▸ **EXCERPTED RECORDS**
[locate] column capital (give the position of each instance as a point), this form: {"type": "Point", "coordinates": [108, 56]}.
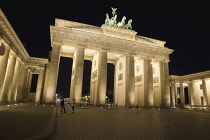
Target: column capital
{"type": "Point", "coordinates": [56, 44]}
{"type": "Point", "coordinates": [165, 60]}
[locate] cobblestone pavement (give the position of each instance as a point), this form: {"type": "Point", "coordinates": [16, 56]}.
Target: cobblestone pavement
{"type": "Point", "coordinates": [132, 124]}
{"type": "Point", "coordinates": [23, 121]}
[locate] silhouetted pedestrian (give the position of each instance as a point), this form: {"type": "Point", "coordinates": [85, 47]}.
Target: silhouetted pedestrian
{"type": "Point", "coordinates": [73, 106]}
{"type": "Point", "coordinates": [62, 106]}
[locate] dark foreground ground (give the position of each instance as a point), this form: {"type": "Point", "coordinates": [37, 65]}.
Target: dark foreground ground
{"type": "Point", "coordinates": [23, 121]}
{"type": "Point", "coordinates": [101, 123]}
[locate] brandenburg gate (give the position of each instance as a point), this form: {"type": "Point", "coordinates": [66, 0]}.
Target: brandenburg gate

▸ **DESCRIPTION OF THE TASK**
Update everything from the line containing "[locate] silhouetted pedestrian" down through the end of the material, changing "dark foreground ground" to "shaded foreground ground" and keeping all else as it is.

▸ **EXPECTED ANSWER**
[locate] silhouetted pedestrian (give the position of each instance as a point), this form: {"type": "Point", "coordinates": [85, 47]}.
Target: silhouetted pedestrian
{"type": "Point", "coordinates": [73, 106]}
{"type": "Point", "coordinates": [62, 106]}
[locate] shaded foreground ground (give the position of each instance as a point), this form: {"type": "Point", "coordinates": [37, 65]}.
Target: shaded foreground ground
{"type": "Point", "coordinates": [23, 121]}
{"type": "Point", "coordinates": [101, 123]}
[locate] brandenburg gate (give the position of each instance as a point), this form: {"type": "Point", "coordinates": [66, 0]}.
Target: brandenburg gate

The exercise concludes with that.